• [Work item A] In the report on the Stephen Hawking auction, what price did his book A Brief History of Time fetch?
• [Work item B] Reproduce the passage of the Hawking auction report starting with "Christie’s said before" and going on through "thousands of pounds.".

• [Selected extract]
┌────────

Personal effects of Stephen Hawking, including a signed copy of his 1965 PhD thesis, have raised more than £1.8m at auction.
A total of 22 items owned by the Cambridge physicist, who died in March, were auctioned by Christie’s.
The copy of his thesis titled Properties of Expanding Universes – one of only five – was sold for £584,750
An early wheelchair raised £296,750 for charity and a script for his appearance on The Simpsons sold for £6,250.
Christie’s said before the nine-day online auction that the items represented the “ultimate triumph of scientific brilliance over adversity”.
The history-making PhD thesis is signed twice by Prof Hawking and was inscribed by the scientist in the year he was diagnosed with motor neurone disease.
It was expected to fetch £150,000 but interest from across the world saw it reach almost four times that amount.
The lots included medals and awards which sold for a total of £296,750, while Prof Hawking’s own scientific papers and library of the works of other famous scientists such as Isaac Newton, Charles Darwin and Albert Einstein, went for sums in the tens of thousands of pounds.
Prof Hawking’s book, A Brief History of Time, which he signed with a thumbprint in 1988, sold for £68,750, way above the £3,000 guide price.
In total the auction raised £1,824,375.
The physicist’s daughter, Lucy, said Christie’s had been helping the family “manage our beloved father’s unique and precious collection of personal and professional belongings”.
Proceeds from the sale of the red leather wheelchair will go to the Stephen Hawking Foundation and the Motor Neurone Disease Association.
Sophie Hopkins, specialist in manuscripts and archives at Christie’s, said much of the collection was “incredibly iconic”.

└────────

• [Dataset content]
┌────────

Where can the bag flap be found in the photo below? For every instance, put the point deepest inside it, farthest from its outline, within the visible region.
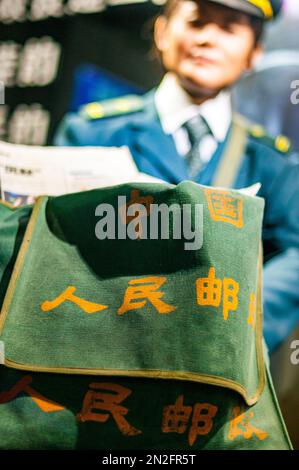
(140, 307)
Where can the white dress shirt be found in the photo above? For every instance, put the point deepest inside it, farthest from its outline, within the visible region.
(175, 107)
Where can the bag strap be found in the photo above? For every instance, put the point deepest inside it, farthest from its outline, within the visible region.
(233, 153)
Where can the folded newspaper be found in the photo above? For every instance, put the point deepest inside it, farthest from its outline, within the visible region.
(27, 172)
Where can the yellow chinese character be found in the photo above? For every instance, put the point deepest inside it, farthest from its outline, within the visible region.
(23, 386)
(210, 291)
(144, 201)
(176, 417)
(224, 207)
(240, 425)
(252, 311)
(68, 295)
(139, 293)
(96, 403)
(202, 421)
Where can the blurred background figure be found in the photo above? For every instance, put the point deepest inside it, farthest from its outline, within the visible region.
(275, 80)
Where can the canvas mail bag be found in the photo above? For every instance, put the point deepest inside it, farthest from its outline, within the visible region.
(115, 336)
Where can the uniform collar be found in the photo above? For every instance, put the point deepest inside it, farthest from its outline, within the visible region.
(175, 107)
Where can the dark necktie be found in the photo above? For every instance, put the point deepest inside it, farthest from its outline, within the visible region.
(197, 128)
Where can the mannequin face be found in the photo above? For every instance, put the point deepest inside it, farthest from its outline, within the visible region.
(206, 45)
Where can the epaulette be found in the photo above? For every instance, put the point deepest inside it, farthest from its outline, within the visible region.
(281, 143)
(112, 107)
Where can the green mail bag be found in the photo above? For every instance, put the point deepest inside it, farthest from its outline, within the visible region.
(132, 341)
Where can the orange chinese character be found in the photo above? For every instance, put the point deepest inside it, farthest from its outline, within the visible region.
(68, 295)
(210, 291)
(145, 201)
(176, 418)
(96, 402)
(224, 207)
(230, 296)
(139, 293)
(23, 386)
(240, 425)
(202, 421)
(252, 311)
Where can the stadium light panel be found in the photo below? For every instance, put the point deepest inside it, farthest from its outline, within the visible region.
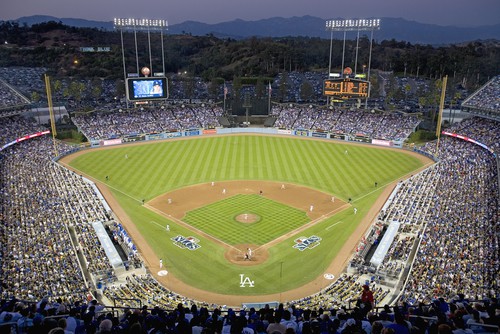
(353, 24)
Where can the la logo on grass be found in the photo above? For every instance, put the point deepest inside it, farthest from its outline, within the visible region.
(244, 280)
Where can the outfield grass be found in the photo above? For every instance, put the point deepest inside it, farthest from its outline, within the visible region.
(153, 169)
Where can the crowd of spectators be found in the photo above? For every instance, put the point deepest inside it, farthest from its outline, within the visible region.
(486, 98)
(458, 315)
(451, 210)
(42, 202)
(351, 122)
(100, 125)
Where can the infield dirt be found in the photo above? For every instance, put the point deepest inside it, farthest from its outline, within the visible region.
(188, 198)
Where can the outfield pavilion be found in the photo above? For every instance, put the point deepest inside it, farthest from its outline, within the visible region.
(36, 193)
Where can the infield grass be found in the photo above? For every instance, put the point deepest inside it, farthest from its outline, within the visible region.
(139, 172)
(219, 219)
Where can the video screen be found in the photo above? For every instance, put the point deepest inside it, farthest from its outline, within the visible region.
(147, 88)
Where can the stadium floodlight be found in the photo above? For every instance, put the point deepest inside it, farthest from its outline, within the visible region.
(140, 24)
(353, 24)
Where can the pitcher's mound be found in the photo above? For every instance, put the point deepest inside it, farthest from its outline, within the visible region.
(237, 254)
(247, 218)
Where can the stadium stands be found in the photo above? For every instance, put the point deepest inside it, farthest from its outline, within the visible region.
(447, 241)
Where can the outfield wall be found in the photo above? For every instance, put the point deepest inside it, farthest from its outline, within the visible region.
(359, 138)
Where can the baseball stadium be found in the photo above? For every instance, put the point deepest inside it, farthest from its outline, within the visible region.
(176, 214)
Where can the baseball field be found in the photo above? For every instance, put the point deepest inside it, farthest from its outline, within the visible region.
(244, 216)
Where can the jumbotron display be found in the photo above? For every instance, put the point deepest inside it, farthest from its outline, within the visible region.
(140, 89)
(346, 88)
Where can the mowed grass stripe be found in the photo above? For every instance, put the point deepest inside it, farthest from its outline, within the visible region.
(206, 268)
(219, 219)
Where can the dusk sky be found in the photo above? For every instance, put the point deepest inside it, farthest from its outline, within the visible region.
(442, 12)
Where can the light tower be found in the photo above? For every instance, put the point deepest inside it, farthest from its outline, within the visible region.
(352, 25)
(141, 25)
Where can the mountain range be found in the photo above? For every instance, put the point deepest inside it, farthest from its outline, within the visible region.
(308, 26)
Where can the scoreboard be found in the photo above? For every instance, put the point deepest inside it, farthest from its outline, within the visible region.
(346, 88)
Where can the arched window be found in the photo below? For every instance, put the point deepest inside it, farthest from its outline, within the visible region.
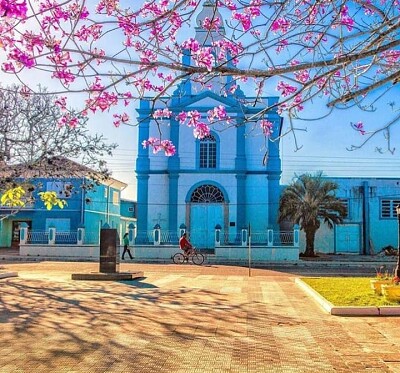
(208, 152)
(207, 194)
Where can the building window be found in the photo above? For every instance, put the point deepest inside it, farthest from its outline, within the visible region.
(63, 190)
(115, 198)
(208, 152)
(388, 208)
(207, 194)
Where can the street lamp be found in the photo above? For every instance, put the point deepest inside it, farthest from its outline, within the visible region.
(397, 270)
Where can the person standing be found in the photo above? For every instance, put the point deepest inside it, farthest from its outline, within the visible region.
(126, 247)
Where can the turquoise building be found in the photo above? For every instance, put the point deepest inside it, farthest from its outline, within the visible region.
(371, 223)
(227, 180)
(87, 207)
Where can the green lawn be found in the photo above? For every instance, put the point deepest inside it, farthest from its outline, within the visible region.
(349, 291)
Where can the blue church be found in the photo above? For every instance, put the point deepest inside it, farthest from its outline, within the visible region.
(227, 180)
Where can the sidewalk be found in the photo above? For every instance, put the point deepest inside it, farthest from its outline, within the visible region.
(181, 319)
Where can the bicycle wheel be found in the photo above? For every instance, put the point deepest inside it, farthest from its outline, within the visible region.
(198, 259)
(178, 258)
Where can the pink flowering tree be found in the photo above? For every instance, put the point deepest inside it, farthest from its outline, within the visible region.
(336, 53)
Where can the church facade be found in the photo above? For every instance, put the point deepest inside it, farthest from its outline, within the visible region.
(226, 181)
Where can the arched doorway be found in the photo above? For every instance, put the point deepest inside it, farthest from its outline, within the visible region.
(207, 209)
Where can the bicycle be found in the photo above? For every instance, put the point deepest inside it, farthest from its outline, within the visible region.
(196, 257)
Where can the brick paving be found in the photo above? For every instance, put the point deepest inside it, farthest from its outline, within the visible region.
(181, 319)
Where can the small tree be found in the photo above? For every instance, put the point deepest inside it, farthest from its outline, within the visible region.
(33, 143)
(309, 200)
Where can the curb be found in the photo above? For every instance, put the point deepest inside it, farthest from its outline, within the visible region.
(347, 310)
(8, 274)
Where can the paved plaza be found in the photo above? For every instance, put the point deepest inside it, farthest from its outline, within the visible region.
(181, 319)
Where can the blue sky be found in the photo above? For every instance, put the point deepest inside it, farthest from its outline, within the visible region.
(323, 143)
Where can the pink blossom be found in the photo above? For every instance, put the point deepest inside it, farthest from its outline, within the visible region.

└────────

• [Written reply A] £68,750

• [Written reply B]
Christie’s said before the nine-day online auction that the items represented the “ultimate triumph of scientific brilliance over adversity”.
The history-making PhD thesis is signed twice by Prof Hawking and was inscribed by the scientist in the year he was diagnosed with motor neurone disease.
It was expected to fetch £150,000 but interest from across the world saw it reach almost four times that amount.
The lots included medals and awards which sold for a total of £296,750, while Prof Hawking’s own scientific papers and library of the works of other famous scientists such as Isaac Newton, Charles Darwin and Albert Einstein, went for sums in the tens of thousands of pounds.